------ Extracted text ------

Below is the group’s full Practice Group of the Year profile, as published in Law360.


Gov’t Contracts Group of the Year: Blank Rome

Blank Rome LLP's efforts to help RIVA Solutions successfully defend an unusual $2 billion U.S. Patent and Trademark Office contract award across multiple protests helped earn the firm a place as one of Law360's 2022 Government Contracts Groups of the Year.

The USPTO's business-oriented software solutions, or BOSS, deal was awarded to five companies including RIVA, and was first hit with eight separate protests at the U.S. Government Accountability Office in 2021, with Blank Rome helping to fend off those protests.

But several protesters, unsatisfied with the GAO's decisions, took the dispute to the U.S. Court of Federal Claims, and a Blank Rome team led by partner Elizabeth Jochum was once again called on to defend RIVA's slot on the up-to-decadelong deal.

That involved extensive briefing, a remand and related oral arguments, and the claims court in April 2022 ultimately denied all three of the protests, in the process addressing an issue the court hadn't addressed before — the USPTO's unusual "transitive property of inequality" method used to assess bids, in which proposals weren't necessarily compared directly to each other.

------ Supplied records ------

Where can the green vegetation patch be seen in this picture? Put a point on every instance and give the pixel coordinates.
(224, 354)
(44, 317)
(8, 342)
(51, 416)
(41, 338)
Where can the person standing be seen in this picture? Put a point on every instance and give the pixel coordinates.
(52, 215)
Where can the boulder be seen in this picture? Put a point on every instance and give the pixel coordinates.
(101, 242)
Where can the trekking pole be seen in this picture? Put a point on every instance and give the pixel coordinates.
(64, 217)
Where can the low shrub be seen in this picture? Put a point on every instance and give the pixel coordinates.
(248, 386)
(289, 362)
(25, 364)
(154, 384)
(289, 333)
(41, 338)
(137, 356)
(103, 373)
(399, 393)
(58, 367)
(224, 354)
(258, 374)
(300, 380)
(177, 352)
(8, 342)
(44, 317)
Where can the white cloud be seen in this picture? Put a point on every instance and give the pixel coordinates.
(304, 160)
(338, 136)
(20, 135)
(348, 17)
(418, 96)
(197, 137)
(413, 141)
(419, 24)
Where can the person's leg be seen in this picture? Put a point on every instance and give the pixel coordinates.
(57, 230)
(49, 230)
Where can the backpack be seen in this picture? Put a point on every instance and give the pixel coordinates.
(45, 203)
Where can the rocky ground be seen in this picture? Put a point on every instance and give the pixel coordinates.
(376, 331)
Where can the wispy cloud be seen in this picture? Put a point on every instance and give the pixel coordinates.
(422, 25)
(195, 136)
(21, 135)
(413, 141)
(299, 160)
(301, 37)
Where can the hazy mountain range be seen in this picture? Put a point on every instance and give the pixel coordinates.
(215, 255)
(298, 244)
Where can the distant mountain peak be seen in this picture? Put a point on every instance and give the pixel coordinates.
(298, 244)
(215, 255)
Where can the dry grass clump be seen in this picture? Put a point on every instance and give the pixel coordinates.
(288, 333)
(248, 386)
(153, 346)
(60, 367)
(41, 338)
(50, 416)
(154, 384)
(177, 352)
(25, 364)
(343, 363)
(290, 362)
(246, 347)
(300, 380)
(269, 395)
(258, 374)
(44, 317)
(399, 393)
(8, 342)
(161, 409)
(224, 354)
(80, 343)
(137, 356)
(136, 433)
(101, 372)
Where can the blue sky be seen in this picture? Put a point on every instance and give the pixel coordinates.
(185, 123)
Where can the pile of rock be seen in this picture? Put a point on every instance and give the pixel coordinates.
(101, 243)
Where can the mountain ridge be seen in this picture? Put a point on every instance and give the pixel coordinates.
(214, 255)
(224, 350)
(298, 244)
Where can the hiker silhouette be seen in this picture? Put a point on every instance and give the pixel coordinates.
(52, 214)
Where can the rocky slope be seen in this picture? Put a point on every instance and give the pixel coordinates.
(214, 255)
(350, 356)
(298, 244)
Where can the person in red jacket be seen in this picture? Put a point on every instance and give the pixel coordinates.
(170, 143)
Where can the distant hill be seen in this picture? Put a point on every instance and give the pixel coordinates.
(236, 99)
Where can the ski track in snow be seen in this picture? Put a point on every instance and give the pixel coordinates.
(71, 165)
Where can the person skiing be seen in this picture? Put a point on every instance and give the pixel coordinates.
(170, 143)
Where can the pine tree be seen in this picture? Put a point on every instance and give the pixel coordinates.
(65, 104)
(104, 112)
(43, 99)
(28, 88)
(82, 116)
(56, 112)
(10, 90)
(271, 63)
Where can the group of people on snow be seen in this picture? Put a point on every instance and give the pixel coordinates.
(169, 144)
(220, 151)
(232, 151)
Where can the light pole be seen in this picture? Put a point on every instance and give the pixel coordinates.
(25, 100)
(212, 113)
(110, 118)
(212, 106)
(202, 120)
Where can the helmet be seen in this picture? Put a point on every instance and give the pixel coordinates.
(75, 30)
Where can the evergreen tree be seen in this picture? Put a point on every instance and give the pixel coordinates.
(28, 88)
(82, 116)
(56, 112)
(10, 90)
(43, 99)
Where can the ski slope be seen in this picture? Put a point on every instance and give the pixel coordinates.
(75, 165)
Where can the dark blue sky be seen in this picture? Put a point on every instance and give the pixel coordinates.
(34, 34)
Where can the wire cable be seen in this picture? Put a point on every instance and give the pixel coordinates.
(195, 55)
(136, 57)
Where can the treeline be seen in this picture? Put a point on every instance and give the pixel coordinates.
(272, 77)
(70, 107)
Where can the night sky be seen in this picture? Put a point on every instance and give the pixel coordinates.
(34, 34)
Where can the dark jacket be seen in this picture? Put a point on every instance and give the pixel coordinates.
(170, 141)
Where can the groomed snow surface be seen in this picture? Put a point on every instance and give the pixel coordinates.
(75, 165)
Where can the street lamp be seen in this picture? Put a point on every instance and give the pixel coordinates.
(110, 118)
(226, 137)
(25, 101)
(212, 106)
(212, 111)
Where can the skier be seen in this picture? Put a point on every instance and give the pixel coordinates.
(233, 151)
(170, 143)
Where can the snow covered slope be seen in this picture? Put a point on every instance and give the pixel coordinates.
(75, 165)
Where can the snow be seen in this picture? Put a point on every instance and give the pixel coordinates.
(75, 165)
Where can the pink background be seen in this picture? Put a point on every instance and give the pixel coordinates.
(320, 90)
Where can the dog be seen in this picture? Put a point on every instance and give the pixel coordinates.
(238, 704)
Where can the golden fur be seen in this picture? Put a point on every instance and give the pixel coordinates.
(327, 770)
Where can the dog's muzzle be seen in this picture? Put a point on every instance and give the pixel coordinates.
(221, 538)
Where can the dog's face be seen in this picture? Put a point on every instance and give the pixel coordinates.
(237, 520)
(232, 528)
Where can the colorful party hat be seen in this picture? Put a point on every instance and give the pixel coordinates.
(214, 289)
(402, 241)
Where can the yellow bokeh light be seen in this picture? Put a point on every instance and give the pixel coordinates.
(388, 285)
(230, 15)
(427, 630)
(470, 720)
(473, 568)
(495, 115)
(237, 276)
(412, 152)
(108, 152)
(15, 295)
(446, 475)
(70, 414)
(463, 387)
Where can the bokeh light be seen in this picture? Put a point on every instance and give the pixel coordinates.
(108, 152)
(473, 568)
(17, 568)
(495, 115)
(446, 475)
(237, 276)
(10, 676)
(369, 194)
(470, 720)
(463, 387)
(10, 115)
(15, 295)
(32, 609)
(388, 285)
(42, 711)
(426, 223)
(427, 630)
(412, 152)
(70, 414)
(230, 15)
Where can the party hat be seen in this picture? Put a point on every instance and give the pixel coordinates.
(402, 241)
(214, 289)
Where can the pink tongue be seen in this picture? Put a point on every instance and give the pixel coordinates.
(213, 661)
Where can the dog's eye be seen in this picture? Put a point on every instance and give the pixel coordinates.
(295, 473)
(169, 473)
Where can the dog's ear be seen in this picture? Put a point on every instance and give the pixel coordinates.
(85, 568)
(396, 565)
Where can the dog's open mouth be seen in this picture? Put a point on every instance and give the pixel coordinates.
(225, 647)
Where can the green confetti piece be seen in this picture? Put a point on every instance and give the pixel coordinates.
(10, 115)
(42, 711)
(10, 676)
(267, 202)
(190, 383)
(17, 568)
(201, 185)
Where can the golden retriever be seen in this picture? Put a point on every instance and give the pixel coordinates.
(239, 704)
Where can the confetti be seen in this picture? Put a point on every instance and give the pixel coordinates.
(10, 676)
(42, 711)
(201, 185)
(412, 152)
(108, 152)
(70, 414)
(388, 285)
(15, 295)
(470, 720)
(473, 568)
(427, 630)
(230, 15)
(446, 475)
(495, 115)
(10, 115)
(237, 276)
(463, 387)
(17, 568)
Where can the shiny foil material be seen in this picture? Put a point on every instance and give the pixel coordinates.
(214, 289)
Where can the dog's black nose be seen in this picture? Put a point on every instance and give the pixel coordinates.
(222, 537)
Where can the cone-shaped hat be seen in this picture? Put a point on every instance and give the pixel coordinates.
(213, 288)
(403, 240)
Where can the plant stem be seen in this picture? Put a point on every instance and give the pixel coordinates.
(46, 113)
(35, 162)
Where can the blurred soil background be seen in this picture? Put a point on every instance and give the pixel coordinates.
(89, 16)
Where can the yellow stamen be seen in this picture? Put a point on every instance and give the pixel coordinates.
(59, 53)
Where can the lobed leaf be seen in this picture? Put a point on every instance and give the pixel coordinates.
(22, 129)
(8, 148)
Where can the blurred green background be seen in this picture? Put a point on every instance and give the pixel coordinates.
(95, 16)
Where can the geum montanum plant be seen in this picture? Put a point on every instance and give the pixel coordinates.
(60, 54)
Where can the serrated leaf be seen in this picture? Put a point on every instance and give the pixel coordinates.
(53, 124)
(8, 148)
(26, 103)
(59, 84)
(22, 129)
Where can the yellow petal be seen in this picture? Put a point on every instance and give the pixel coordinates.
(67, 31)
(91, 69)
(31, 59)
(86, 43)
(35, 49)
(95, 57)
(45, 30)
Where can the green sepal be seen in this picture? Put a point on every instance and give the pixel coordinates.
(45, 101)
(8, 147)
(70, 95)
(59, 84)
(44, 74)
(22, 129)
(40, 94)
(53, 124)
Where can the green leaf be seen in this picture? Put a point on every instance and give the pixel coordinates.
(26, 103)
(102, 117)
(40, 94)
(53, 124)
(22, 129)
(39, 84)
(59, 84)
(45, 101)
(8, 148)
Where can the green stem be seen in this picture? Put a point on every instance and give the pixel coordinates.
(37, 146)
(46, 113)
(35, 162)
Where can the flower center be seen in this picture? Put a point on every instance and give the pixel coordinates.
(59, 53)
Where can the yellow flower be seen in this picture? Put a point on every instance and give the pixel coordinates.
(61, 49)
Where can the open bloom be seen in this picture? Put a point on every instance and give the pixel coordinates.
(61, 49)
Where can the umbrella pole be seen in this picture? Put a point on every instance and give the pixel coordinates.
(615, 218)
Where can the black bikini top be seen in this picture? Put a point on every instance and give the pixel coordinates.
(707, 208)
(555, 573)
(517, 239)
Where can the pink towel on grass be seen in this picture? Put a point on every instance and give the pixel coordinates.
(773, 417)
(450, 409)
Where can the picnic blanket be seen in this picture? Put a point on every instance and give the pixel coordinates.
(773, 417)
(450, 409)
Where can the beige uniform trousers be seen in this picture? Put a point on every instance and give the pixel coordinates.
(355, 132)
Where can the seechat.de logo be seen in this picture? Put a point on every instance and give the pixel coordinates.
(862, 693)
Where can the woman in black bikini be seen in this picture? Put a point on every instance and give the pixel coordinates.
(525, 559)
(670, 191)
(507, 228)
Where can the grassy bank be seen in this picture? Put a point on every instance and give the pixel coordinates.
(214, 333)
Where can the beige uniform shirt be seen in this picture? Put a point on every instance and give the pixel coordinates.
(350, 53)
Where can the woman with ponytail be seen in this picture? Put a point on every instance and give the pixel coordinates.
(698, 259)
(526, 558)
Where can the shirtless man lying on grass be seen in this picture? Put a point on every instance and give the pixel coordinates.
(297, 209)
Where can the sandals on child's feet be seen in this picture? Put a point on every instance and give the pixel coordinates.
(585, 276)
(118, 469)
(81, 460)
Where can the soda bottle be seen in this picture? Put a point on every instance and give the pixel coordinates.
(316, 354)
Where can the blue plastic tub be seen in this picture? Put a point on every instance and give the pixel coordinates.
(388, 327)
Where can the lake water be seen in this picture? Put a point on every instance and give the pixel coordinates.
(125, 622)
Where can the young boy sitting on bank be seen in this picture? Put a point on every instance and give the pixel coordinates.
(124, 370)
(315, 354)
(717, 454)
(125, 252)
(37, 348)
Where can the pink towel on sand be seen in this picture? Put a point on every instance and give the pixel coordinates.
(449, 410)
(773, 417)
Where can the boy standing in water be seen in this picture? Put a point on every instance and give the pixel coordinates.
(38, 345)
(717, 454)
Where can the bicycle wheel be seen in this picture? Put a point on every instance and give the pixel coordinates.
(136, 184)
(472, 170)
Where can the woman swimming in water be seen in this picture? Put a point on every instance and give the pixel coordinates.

------

• Tasks and exercises
A. According to the Blank Rome profile, who led the Blank Rome team that defended RIVA at the U.S. Court of Federal Claims?
B. Rewrite the paragraph of the Blank Rome profile that begins "That involved extensive briefing" in a shorter form, keeping its main facts.
The records are separate material with no connection to the Blank Rome profile.

• Task-by-task solutions
A. Partner Elizabeth Jochum led the team.

B. After extensive briefing, a remand and oral arguments, the claims court denied all three protests in April 2022. In doing so, it ruled for the first time on the USPTO's unusual "transitive property of inequality" method of assessing bids, under which proposals weren't necessarily compared directly to each other.